-- PROVIDED RECORDS --
## start

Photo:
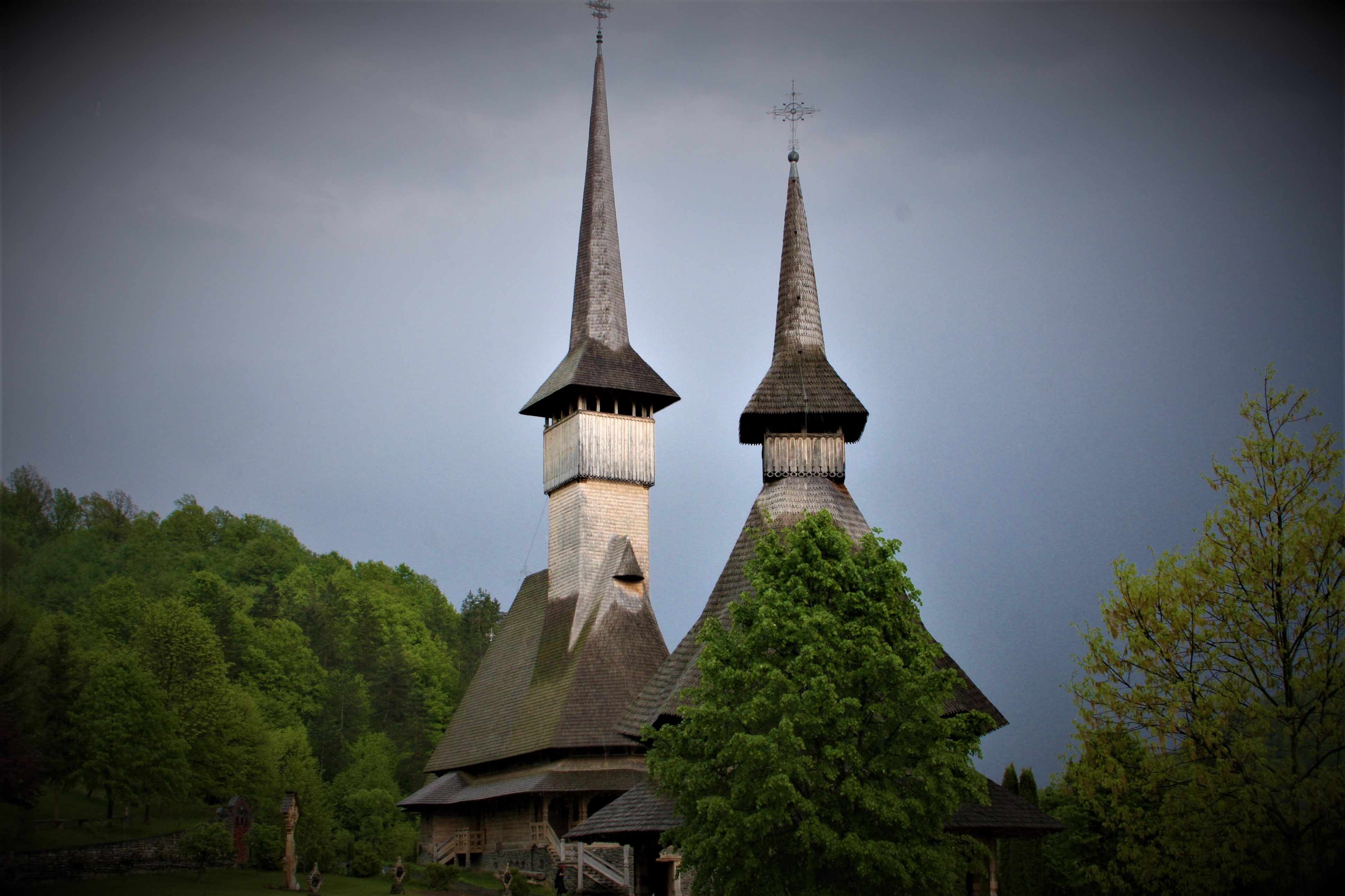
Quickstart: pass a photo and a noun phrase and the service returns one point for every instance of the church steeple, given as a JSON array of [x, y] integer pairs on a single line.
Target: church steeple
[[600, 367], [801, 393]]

## end
## start

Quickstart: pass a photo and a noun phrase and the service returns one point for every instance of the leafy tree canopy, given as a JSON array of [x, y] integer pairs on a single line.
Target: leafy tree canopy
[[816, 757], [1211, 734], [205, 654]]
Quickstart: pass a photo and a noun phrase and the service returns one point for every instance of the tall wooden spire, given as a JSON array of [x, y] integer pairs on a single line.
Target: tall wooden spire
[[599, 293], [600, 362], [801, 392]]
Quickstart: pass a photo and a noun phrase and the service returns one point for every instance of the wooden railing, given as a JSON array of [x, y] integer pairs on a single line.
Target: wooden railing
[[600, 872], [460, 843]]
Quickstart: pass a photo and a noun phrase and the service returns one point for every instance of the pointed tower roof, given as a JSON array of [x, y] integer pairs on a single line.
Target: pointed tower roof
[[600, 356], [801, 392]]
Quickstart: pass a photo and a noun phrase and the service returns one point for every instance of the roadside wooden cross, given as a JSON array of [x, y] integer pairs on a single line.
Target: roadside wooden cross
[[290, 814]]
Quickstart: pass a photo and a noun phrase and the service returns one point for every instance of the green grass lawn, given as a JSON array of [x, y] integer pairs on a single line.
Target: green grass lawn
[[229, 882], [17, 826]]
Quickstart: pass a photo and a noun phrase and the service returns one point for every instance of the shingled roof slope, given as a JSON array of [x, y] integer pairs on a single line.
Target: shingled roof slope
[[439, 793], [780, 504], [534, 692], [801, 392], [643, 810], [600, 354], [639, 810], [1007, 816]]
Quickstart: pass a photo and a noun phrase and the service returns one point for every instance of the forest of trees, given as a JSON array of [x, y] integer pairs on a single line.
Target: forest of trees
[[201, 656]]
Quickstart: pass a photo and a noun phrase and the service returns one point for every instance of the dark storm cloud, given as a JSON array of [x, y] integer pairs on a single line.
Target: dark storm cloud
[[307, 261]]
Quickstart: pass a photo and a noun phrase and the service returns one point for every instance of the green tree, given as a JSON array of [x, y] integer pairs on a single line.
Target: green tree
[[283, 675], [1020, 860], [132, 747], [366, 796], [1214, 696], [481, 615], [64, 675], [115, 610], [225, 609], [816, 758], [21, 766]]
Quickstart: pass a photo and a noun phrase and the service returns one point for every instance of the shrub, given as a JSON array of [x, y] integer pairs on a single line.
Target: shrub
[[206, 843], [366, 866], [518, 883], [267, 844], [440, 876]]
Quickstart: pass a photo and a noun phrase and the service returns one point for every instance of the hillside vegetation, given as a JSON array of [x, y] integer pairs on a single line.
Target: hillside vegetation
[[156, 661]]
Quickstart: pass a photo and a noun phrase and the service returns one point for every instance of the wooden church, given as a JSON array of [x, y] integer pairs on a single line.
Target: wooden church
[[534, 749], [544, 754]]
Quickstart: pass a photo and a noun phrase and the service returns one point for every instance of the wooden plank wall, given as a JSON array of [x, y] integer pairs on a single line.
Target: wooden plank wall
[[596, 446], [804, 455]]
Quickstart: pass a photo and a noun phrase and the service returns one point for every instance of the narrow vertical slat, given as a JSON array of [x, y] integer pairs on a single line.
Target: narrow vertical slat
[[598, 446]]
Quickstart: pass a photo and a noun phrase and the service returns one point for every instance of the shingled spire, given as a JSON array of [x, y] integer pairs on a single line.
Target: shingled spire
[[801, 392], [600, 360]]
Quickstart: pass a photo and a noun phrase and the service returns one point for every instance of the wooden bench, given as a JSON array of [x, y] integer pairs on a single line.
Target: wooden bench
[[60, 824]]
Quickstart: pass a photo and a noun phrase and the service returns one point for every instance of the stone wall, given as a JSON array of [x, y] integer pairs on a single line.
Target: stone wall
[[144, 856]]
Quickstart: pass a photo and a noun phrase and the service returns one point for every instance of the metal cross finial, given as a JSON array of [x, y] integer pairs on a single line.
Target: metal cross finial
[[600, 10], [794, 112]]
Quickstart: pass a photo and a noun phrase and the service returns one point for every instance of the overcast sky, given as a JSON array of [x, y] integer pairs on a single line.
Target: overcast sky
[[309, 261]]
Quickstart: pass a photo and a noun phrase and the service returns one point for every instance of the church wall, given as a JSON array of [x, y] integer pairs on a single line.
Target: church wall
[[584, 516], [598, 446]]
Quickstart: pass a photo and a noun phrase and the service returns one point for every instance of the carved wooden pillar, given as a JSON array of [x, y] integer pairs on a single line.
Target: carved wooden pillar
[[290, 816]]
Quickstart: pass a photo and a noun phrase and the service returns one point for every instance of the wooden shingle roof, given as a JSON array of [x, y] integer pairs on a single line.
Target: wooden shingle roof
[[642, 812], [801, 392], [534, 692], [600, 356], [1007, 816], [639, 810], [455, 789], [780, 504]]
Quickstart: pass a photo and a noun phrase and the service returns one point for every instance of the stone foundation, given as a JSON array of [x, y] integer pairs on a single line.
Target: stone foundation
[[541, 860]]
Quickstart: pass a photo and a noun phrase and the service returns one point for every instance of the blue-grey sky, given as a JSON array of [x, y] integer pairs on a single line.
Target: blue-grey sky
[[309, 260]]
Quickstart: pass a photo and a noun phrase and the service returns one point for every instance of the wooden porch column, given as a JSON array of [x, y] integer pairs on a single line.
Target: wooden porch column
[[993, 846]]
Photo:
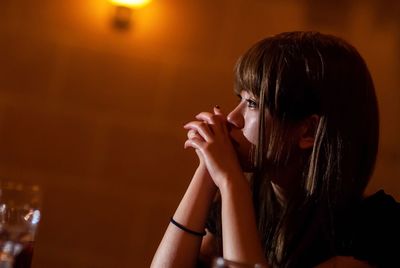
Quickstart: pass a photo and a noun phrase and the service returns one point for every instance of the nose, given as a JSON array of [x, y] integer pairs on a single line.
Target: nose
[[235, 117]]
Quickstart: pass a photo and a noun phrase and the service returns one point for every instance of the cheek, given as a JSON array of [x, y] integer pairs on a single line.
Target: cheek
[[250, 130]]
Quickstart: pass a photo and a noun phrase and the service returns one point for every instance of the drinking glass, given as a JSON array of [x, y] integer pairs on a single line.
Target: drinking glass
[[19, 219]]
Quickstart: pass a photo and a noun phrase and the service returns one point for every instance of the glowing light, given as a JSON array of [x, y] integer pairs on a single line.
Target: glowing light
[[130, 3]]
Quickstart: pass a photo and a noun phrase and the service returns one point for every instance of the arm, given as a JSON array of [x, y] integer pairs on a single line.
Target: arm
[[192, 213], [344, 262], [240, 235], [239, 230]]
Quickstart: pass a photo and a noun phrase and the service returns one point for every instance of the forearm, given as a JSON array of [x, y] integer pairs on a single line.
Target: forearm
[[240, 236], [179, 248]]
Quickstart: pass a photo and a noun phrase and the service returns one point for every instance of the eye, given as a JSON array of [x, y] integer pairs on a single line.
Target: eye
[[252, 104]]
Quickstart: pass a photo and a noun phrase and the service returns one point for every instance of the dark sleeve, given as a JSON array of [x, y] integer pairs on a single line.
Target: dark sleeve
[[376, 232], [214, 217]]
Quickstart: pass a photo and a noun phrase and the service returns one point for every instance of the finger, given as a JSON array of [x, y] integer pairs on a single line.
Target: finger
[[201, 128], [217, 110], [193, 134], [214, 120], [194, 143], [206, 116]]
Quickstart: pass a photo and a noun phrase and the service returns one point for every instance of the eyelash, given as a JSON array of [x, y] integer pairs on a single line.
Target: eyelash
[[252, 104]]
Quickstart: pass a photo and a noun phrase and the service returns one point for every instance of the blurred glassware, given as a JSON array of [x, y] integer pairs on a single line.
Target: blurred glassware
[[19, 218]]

## end

Could you turn these lines into a numbered list, leaving out any blank lines? Begin at the line that has "of the leafy" and stop after the line that has "[[816, 757], [1211, 734], [205, 654]]".

-- ANSWER FOR THIS EXERCISE --
1. Quickstart: pass a photo and a noun phrase and the service returns one point for every instance of the leafy tree canopy, given as a JSON array of [x, y] integer pairs on a single line.
2. Target: leafy tree canopy
3. [[816, 757], [1211, 734], [205, 654]]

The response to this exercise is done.